Exercise instructions:
Set down, with no alteration, the lines starting at the one containing "target: utility wire" and ending at the last of the lines below.
** Start of Working data **
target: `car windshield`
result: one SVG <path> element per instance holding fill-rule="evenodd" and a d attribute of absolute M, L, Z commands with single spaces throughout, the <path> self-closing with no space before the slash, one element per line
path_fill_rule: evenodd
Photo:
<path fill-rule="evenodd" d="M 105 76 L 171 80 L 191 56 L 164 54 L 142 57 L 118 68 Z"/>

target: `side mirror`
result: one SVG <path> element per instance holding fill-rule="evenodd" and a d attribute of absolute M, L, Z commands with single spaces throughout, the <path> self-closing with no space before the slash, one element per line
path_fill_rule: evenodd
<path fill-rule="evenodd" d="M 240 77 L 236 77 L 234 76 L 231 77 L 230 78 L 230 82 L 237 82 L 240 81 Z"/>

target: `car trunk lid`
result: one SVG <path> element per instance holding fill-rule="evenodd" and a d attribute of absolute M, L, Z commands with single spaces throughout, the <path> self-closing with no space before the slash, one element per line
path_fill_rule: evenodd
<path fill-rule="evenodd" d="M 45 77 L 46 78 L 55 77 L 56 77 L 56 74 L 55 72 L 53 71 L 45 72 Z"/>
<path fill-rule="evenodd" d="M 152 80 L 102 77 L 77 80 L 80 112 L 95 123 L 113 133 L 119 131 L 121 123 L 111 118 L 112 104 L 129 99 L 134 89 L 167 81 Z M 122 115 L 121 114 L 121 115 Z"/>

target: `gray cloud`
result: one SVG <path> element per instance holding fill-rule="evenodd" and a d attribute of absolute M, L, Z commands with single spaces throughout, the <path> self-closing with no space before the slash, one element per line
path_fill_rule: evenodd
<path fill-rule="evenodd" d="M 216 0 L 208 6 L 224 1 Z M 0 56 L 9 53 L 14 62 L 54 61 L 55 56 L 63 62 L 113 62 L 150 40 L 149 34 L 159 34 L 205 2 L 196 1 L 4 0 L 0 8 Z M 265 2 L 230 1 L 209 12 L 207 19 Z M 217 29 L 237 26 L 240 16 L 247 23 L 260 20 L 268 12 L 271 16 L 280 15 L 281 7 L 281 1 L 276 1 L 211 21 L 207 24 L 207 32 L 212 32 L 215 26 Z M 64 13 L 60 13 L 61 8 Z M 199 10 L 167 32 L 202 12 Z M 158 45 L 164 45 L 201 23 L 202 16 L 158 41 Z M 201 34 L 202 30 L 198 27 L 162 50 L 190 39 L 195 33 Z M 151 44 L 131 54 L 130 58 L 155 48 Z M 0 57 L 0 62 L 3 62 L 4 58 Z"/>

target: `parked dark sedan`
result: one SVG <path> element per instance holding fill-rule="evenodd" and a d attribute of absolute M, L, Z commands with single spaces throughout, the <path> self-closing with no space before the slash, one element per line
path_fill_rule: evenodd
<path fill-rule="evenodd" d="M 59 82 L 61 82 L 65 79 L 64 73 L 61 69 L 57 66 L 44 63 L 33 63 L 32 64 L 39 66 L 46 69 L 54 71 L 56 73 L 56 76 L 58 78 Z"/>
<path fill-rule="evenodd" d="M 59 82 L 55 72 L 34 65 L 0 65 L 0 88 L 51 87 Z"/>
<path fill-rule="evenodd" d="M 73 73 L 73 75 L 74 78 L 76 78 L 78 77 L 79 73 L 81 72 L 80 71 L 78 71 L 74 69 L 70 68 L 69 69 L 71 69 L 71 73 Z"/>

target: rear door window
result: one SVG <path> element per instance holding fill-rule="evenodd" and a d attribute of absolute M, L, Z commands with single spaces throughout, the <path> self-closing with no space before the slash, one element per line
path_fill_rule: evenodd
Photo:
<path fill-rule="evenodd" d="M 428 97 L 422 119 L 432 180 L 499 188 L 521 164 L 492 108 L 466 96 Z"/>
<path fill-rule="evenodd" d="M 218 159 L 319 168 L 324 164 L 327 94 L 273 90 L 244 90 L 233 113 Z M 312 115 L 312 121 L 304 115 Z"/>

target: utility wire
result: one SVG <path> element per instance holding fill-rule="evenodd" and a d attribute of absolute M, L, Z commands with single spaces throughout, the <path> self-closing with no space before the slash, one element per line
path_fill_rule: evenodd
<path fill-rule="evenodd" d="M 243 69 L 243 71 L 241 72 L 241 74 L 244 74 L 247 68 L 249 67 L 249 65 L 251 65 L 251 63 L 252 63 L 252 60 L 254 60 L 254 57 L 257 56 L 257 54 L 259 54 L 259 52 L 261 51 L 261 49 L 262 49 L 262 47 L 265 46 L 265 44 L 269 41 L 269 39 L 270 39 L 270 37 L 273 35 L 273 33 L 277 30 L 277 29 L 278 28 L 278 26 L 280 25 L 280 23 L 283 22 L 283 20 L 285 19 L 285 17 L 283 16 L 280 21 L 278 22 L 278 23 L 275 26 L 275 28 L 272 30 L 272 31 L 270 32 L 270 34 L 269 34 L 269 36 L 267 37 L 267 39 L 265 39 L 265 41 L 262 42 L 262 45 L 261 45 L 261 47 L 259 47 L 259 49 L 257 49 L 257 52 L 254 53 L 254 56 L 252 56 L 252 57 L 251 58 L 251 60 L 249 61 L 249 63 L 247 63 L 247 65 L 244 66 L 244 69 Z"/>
** End of Working data **
Solution to the exercise:
target: utility wire
result: one SVG <path> element per instance holding fill-rule="evenodd" and a d attribute of absolute M, L, Z commands with single spaces throughout, the <path> self-closing with no space before the slash, one element per line
path_fill_rule: evenodd
<path fill-rule="evenodd" d="M 243 69 L 243 71 L 241 72 L 241 74 L 244 74 L 247 68 L 249 67 L 249 65 L 251 65 L 251 63 L 252 63 L 252 60 L 254 60 L 254 57 L 257 56 L 257 54 L 259 54 L 259 52 L 261 51 L 261 49 L 262 49 L 262 47 L 265 46 L 265 44 L 269 41 L 269 39 L 270 39 L 270 37 L 273 35 L 273 33 L 277 30 L 277 29 L 278 28 L 278 26 L 280 25 L 280 23 L 283 22 L 283 20 L 285 19 L 285 17 L 283 16 L 280 21 L 278 22 L 278 23 L 275 26 L 275 28 L 272 30 L 272 31 L 270 32 L 270 34 L 269 34 L 269 36 L 267 37 L 267 39 L 265 39 L 265 41 L 262 42 L 262 45 L 261 45 L 261 47 L 259 47 L 259 49 L 257 49 L 257 52 L 254 53 L 254 56 L 252 56 L 252 57 L 251 58 L 251 60 L 249 61 L 249 63 L 247 63 L 247 65 L 244 66 L 244 69 Z"/>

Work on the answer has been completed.